■ WHAT TO PRODUCE ■
Quote the records below verbatim, starting with their first line and ending with the line that contains "x=144 y=156", both included. Reproduce nothing beyond that line.

▬▬▬▬▬▬▬▬▬▬

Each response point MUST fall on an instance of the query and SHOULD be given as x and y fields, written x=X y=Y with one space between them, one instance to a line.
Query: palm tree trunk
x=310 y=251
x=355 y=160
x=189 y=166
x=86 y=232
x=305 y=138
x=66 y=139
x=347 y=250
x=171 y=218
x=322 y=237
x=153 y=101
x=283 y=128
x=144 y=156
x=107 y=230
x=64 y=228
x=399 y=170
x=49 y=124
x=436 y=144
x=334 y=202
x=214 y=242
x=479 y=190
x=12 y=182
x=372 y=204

▬▬▬▬▬▬▬▬▬▬

■ THE SOLUTION ■
Each response point MUST fall on an instance of the query and SHOULD be given as x and y fields, written x=X y=Y with one space between them, one instance to a line.
Query: palm tree trunk
x=310 y=251
x=355 y=160
x=189 y=166
x=86 y=232
x=305 y=138
x=66 y=139
x=347 y=250
x=171 y=218
x=322 y=237
x=153 y=101
x=283 y=128
x=144 y=156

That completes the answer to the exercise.